Text for analysis —

== Segment start ==

On the day before yesterday, in a comment, Neal linked to a detailed guest post there
from a nuclear expert presenting the technology behind the design of the Fukushima muclear power plant and explaining that there is no reason to worry.

Today the post has been moved to an MIT nuclear physics website (were the original contributors from there? I did not pay attention), but it's been vastly edited. Now it is purely factual, the claim that the containment vessels are impossible to damage has disappeared, and the confident assessment of an evolution where everything is under control has totally disappeared. The rewriting of history has started!

Suddenly I am sorely missing our old-fashioned paper media. The shameless removal of erroneous expert predictions that I am witnessing here is reminiscent of 1984. The proper thing to do would have been to leave in place the piece that was already there, while adding an update. Perhaps, cross out some sentences so that the reader can see what statements made on day x are rescinded in day x+2. How else can we make accountable the scientists who inform public opinion and who serve as advisors for political decisions? How else can we restore the credibility of scientists among the general public?

== Segment end ==

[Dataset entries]
== Segment start ==

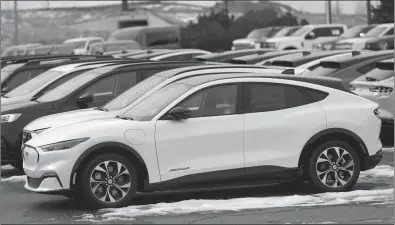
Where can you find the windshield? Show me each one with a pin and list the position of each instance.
(34, 83)
(256, 34)
(153, 104)
(375, 32)
(355, 31)
(300, 32)
(7, 70)
(68, 87)
(76, 44)
(134, 93)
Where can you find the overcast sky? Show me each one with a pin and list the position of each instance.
(309, 6)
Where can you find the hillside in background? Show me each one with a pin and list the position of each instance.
(56, 25)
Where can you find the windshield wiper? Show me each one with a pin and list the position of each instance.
(124, 118)
(102, 109)
(370, 79)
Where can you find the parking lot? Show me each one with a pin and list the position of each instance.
(371, 201)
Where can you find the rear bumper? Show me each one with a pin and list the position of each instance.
(373, 160)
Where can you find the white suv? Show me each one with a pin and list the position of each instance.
(306, 37)
(212, 130)
(129, 98)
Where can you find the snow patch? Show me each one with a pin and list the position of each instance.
(238, 204)
(14, 179)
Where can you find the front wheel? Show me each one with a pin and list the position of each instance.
(107, 181)
(333, 167)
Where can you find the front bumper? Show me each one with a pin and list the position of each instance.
(372, 160)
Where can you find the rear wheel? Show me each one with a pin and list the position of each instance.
(108, 181)
(333, 167)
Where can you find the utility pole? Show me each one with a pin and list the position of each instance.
(16, 35)
(328, 11)
(369, 11)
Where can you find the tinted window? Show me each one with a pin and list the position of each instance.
(270, 97)
(126, 81)
(161, 38)
(390, 32)
(215, 101)
(103, 87)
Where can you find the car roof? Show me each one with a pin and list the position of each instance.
(300, 58)
(360, 57)
(216, 55)
(176, 71)
(327, 82)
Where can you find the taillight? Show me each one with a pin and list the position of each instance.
(381, 91)
(377, 113)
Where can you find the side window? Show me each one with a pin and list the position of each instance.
(61, 81)
(271, 97)
(366, 68)
(390, 32)
(322, 32)
(214, 101)
(105, 87)
(126, 81)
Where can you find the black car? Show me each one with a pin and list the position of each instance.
(380, 43)
(32, 68)
(353, 32)
(227, 56)
(52, 78)
(349, 68)
(257, 58)
(91, 89)
(300, 58)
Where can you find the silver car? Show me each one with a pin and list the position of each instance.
(378, 85)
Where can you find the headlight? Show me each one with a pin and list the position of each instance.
(63, 145)
(39, 130)
(8, 118)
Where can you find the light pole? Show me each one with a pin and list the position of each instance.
(16, 35)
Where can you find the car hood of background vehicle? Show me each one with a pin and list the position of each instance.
(355, 40)
(15, 100)
(62, 119)
(110, 129)
(282, 39)
(25, 107)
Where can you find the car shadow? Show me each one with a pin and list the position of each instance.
(206, 194)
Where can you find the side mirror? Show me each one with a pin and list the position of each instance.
(84, 99)
(179, 113)
(4, 90)
(310, 36)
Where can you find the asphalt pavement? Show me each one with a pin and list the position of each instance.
(21, 206)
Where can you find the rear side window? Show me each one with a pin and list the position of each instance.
(272, 97)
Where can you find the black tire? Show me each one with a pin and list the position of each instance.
(84, 193)
(315, 180)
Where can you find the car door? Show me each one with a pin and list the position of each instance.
(322, 34)
(278, 121)
(211, 140)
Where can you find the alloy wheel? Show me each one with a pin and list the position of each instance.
(335, 167)
(110, 181)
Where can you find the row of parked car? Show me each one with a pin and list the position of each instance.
(100, 128)
(320, 37)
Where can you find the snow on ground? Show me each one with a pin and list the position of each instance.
(378, 196)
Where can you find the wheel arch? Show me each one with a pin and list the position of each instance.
(334, 134)
(112, 147)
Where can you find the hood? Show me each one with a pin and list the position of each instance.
(19, 99)
(25, 107)
(108, 129)
(61, 119)
(283, 39)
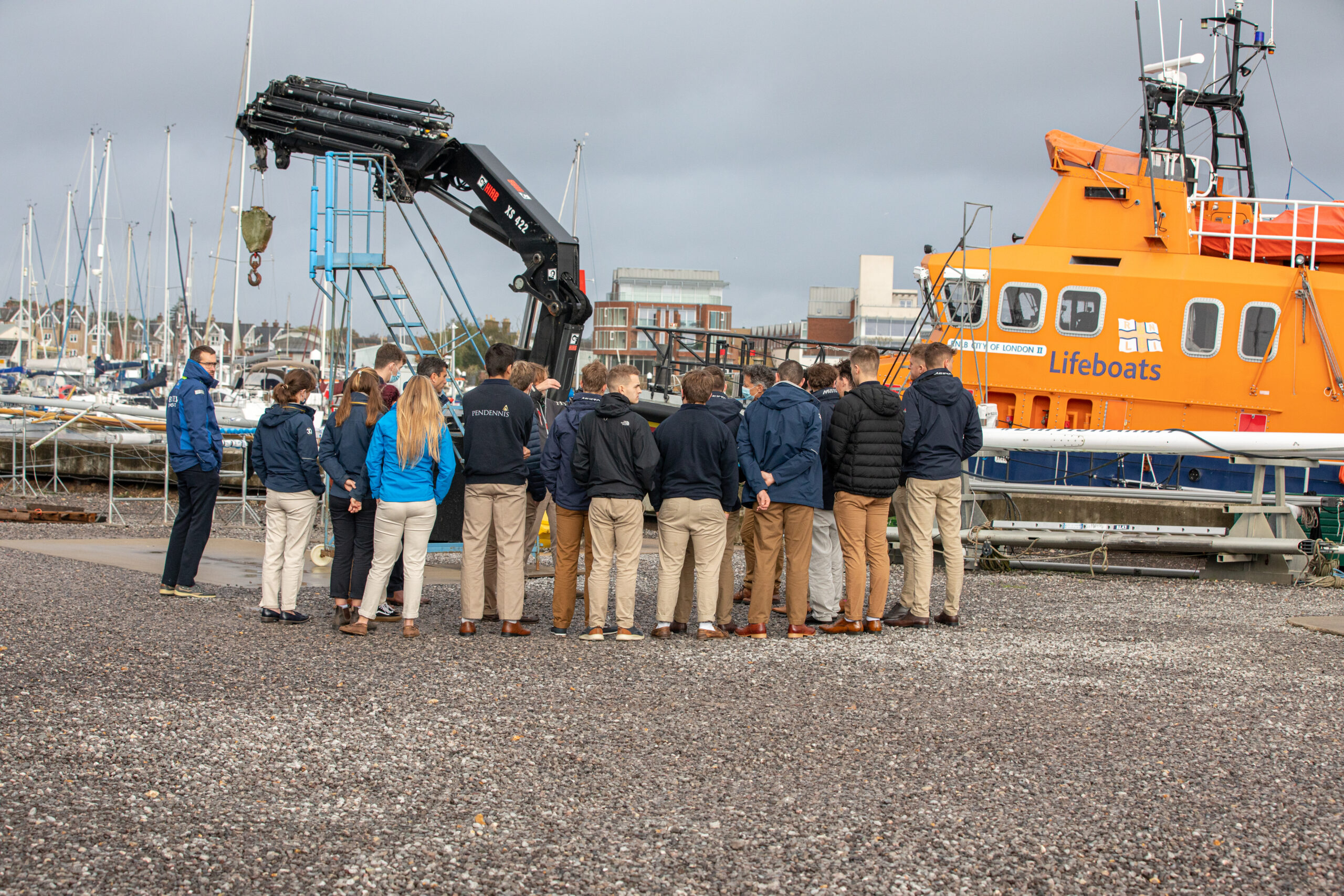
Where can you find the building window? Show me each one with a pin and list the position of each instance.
(1083, 311)
(612, 318)
(1258, 332)
(1021, 307)
(1202, 333)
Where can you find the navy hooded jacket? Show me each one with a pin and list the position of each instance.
(343, 449)
(781, 434)
(942, 428)
(560, 453)
(286, 450)
(194, 438)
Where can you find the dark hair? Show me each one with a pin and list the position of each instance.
(697, 387)
(499, 358)
(295, 382)
(939, 354)
(820, 376)
(387, 354)
(430, 364)
(791, 371)
(593, 376)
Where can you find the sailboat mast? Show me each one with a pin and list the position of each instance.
(243, 168)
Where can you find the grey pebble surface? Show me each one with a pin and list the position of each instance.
(1074, 735)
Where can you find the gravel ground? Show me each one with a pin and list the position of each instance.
(1073, 735)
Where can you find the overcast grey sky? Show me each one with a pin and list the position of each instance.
(773, 141)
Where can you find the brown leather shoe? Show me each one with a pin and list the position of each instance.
(842, 626)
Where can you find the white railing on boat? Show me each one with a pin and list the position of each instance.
(1201, 206)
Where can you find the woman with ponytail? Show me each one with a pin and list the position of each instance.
(286, 458)
(409, 468)
(342, 452)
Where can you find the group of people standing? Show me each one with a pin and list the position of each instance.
(807, 475)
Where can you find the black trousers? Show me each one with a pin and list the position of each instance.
(354, 537)
(197, 491)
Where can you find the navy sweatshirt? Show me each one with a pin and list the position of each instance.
(698, 458)
(498, 421)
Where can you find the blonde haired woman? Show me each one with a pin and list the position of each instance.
(409, 468)
(286, 458)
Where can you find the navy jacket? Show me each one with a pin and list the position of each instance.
(286, 450)
(827, 400)
(698, 458)
(730, 412)
(560, 453)
(343, 449)
(194, 438)
(942, 428)
(498, 422)
(781, 434)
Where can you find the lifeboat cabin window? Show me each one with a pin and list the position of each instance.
(1258, 336)
(1083, 311)
(1022, 307)
(1202, 333)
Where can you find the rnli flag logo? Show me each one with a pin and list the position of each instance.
(1139, 336)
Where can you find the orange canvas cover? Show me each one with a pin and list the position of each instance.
(1067, 150)
(1275, 238)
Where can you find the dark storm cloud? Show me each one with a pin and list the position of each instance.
(772, 141)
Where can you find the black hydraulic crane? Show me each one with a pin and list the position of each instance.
(310, 116)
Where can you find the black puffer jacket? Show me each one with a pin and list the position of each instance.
(865, 441)
(615, 455)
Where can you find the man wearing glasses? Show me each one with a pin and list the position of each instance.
(195, 450)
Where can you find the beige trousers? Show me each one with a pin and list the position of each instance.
(289, 522)
(929, 500)
(617, 531)
(728, 577)
(500, 510)
(698, 524)
(400, 527)
(901, 510)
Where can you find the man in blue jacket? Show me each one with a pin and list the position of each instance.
(780, 455)
(195, 450)
(572, 503)
(942, 429)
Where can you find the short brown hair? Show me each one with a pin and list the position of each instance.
(939, 354)
(387, 354)
(866, 358)
(622, 373)
(697, 386)
(820, 376)
(593, 376)
(523, 375)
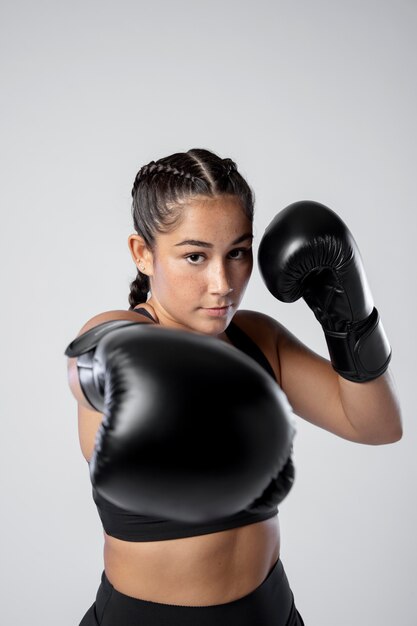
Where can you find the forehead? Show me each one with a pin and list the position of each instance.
(223, 214)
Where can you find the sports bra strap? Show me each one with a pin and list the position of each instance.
(241, 340)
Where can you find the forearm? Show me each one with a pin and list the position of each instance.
(372, 408)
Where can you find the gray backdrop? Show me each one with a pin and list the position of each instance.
(314, 100)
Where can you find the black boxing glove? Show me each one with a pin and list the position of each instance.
(307, 251)
(193, 429)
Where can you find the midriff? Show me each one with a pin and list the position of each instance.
(194, 571)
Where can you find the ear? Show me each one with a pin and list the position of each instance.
(142, 255)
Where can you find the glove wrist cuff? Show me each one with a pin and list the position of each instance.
(360, 354)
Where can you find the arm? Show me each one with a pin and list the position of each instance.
(307, 251)
(367, 413)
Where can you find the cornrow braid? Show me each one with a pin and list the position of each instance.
(230, 165)
(162, 189)
(156, 168)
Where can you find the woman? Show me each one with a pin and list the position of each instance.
(193, 215)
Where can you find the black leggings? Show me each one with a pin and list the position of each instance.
(270, 604)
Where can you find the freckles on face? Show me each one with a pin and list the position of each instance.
(203, 265)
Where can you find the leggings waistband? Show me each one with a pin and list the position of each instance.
(270, 604)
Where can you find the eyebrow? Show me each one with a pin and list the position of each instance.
(205, 244)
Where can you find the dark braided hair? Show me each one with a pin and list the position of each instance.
(162, 187)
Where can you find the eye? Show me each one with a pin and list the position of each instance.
(195, 258)
(239, 253)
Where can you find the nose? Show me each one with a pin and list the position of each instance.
(219, 280)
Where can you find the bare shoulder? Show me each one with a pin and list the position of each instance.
(116, 314)
(100, 318)
(265, 332)
(89, 419)
(265, 326)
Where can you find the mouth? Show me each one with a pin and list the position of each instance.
(218, 311)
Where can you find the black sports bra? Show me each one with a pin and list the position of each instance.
(129, 526)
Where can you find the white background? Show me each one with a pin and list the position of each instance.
(313, 100)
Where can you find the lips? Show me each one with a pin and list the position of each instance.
(217, 311)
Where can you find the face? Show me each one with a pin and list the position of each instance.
(200, 270)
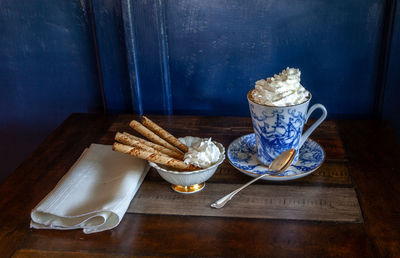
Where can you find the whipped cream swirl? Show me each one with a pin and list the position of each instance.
(283, 89)
(202, 153)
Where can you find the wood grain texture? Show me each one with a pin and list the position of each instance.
(367, 162)
(309, 203)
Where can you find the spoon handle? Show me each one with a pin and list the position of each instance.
(224, 200)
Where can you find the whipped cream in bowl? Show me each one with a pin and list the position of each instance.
(204, 153)
(281, 90)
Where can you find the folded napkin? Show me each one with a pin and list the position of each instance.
(95, 193)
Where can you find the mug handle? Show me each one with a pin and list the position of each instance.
(305, 135)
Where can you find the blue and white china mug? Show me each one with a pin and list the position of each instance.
(280, 128)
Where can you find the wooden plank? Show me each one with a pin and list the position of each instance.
(329, 174)
(257, 201)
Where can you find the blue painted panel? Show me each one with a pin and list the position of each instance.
(391, 107)
(150, 56)
(111, 50)
(47, 71)
(218, 49)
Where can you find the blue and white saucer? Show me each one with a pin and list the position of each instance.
(242, 154)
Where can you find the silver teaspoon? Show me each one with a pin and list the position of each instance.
(278, 165)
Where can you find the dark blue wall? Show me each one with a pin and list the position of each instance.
(47, 71)
(187, 57)
(391, 108)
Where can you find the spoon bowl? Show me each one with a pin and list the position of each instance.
(278, 165)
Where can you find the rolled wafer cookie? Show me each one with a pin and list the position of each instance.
(150, 135)
(124, 139)
(156, 158)
(172, 153)
(164, 134)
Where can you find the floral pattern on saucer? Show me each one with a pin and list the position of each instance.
(242, 154)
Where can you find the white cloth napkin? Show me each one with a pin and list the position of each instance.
(95, 193)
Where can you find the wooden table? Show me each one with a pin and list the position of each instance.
(368, 149)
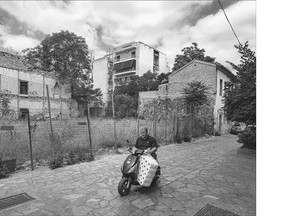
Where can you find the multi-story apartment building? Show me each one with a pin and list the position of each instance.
(27, 90)
(126, 61)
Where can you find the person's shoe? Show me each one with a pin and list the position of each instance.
(158, 172)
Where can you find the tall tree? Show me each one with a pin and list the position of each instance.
(66, 56)
(240, 94)
(195, 95)
(190, 53)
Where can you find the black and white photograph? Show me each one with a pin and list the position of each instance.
(128, 108)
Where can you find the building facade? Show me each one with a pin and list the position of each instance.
(126, 61)
(27, 90)
(212, 75)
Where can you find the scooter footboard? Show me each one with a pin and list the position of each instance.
(147, 169)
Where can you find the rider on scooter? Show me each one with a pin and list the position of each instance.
(147, 143)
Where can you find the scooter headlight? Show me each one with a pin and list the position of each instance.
(131, 170)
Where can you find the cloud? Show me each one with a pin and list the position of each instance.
(167, 25)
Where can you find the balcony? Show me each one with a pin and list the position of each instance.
(125, 58)
(125, 67)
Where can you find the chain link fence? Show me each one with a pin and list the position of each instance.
(167, 120)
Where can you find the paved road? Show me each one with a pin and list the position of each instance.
(193, 174)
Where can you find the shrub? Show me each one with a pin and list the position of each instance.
(3, 171)
(248, 138)
(72, 156)
(56, 161)
(186, 139)
(177, 138)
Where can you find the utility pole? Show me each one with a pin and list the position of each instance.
(166, 107)
(50, 119)
(30, 141)
(89, 126)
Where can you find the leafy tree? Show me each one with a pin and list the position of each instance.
(240, 94)
(66, 56)
(148, 82)
(195, 95)
(189, 54)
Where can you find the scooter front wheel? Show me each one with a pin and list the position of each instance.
(124, 186)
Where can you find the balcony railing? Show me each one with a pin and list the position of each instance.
(125, 58)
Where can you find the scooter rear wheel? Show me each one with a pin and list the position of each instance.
(124, 186)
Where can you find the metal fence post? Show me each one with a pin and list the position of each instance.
(30, 141)
(89, 128)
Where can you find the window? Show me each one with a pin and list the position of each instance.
(133, 55)
(221, 87)
(23, 113)
(24, 87)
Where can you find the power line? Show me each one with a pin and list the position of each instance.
(229, 22)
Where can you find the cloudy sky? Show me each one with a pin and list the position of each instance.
(167, 25)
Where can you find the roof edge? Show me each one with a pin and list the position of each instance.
(189, 63)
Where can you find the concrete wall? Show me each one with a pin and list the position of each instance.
(145, 60)
(219, 104)
(36, 99)
(163, 63)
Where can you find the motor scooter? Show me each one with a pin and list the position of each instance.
(129, 171)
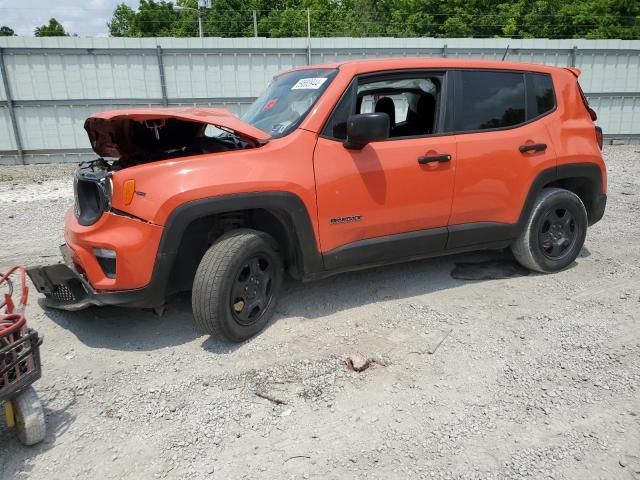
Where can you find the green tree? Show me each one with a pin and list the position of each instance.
(6, 31)
(52, 29)
(121, 24)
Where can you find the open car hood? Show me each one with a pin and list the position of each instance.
(111, 134)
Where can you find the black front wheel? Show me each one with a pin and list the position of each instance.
(554, 233)
(236, 285)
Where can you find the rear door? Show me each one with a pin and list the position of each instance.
(385, 201)
(502, 145)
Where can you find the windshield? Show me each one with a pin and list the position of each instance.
(287, 100)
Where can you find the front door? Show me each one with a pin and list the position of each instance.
(391, 199)
(503, 143)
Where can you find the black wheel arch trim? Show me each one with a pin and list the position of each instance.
(310, 260)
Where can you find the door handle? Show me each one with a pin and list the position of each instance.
(534, 147)
(445, 157)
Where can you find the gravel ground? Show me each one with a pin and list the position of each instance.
(537, 377)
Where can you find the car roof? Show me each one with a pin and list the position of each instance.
(403, 63)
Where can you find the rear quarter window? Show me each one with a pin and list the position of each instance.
(488, 100)
(541, 95)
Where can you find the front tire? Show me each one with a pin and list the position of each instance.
(236, 285)
(554, 233)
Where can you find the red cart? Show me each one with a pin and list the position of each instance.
(19, 364)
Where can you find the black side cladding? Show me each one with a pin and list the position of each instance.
(92, 193)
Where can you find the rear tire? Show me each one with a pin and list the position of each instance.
(554, 233)
(236, 285)
(29, 417)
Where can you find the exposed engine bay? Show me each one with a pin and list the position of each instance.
(132, 142)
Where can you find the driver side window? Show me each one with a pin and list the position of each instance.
(411, 102)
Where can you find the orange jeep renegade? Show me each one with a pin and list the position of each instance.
(335, 167)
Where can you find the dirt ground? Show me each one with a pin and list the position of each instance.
(538, 376)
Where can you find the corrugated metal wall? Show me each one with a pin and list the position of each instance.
(55, 83)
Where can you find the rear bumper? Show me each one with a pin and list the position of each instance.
(66, 289)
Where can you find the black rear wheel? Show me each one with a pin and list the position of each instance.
(554, 233)
(236, 285)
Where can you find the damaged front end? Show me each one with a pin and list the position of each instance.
(107, 255)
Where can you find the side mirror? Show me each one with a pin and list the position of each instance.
(366, 127)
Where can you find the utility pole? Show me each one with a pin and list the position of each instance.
(200, 23)
(308, 36)
(255, 24)
(202, 7)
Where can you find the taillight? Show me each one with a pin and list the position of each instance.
(599, 137)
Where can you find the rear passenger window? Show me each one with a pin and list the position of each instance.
(489, 100)
(540, 88)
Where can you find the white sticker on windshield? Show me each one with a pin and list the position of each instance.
(309, 84)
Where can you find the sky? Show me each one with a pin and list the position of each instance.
(87, 18)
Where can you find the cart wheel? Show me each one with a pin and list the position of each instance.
(29, 415)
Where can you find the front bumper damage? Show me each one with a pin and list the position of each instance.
(66, 289)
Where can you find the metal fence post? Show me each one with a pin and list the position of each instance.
(574, 53)
(163, 80)
(12, 113)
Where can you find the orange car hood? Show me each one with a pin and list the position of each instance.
(99, 125)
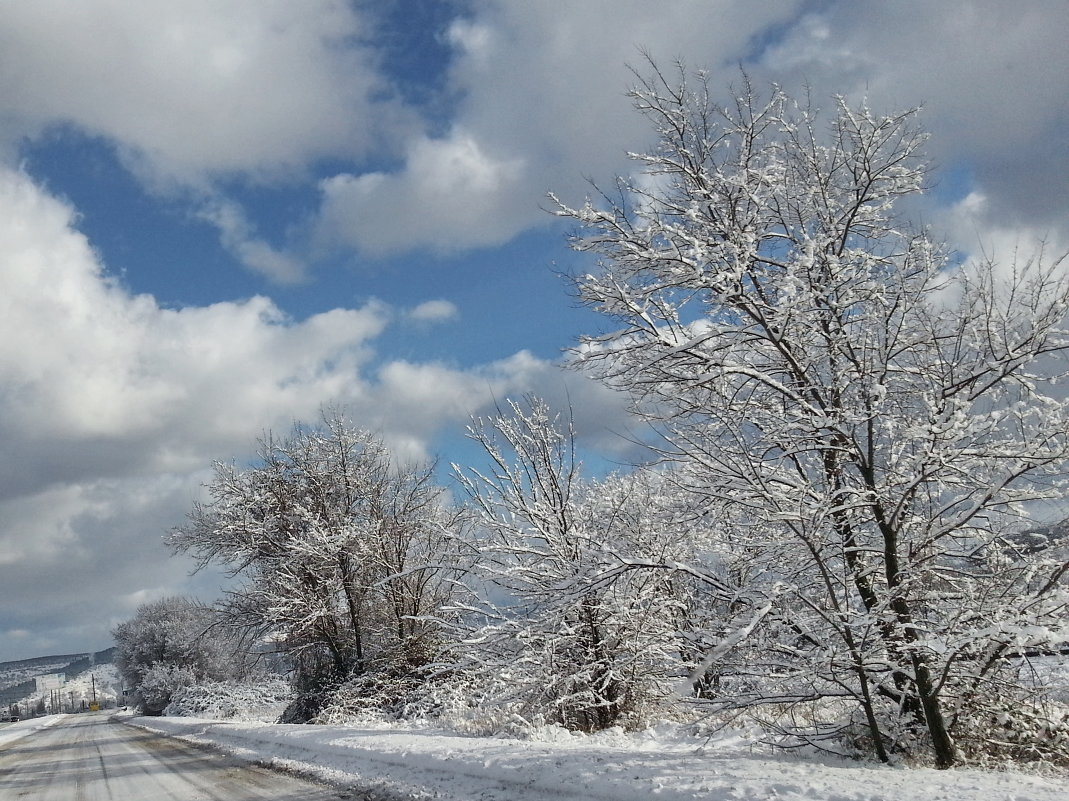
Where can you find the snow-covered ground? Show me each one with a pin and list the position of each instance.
(413, 761)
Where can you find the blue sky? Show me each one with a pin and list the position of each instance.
(216, 217)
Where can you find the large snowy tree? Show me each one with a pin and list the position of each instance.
(872, 417)
(342, 554)
(172, 642)
(568, 621)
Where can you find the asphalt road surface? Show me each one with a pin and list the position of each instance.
(88, 757)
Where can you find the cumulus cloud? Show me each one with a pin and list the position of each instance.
(990, 76)
(451, 194)
(198, 87)
(434, 311)
(112, 407)
(543, 106)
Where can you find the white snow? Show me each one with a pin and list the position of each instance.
(425, 763)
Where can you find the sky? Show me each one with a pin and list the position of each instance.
(218, 217)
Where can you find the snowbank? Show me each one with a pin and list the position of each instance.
(10, 732)
(425, 764)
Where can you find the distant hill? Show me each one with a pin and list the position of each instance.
(17, 678)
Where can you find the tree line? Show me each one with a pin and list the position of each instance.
(839, 537)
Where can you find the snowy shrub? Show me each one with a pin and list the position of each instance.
(262, 701)
(159, 684)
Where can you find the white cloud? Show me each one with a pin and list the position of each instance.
(198, 87)
(237, 236)
(990, 76)
(112, 407)
(543, 106)
(452, 194)
(434, 311)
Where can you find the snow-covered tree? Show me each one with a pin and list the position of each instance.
(872, 419)
(344, 556)
(171, 642)
(575, 627)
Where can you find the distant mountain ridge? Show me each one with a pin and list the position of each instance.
(17, 677)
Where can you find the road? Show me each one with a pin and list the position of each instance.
(88, 757)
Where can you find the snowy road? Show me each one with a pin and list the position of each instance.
(88, 757)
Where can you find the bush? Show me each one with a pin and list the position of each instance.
(263, 701)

== Segment end ==

What this task involves — Condense the paragraph of the text that begins "Suddenly I am sorely missing" into a bulleted list of its main points. Rely only on the text.

Expected output —
- The writer suddenly misses old-fashioned paper media.
- The shameless removal of erroneous expert predictions the writer is witnessing is reminiscent of 1984.
- The proper course would have been to leave the existing piece in place and add an update, perhaps crossing out sentences so readers can see which statements made on day x were rescinded on day x+2.
- The writer asks how else the scientists who inform public opinion and advise on political decisions can be held accountable, and how else scientists' credibility with the general public can be restored.